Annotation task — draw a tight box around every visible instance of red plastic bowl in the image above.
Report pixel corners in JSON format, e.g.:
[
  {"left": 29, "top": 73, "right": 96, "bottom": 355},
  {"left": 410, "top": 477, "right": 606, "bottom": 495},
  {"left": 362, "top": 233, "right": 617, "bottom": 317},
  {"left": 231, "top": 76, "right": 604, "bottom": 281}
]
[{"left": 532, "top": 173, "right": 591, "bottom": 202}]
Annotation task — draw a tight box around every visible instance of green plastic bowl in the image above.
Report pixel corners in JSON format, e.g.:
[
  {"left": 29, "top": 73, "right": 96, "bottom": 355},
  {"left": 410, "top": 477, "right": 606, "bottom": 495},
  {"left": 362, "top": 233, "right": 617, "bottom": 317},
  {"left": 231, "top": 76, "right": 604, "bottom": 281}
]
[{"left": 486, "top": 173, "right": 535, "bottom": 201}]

> **AIM OF THE TASK**: Convert the records, from the line containing "green plastic bowl in the image above." through the end of the records, into a Markdown table with the columns Row and Line, numbering each line and omitting blank lines.

> **FINAL RESULT**:
| Row | Line |
|---|---|
| 1 | Annotation task — draw a tight box around every visible instance of green plastic bowl in the image above. |
| 2 | Report pixel corners in JSON format, e.g.: |
| 3 | [ |
| 4 |   {"left": 29, "top": 73, "right": 96, "bottom": 355}, |
| 5 |   {"left": 410, "top": 477, "right": 606, "bottom": 495}, |
| 6 |   {"left": 362, "top": 233, "right": 617, "bottom": 317}, |
| 7 |   {"left": 231, "top": 76, "right": 604, "bottom": 281} |
| 8 | ] |
| 9 | [{"left": 486, "top": 173, "right": 535, "bottom": 201}] |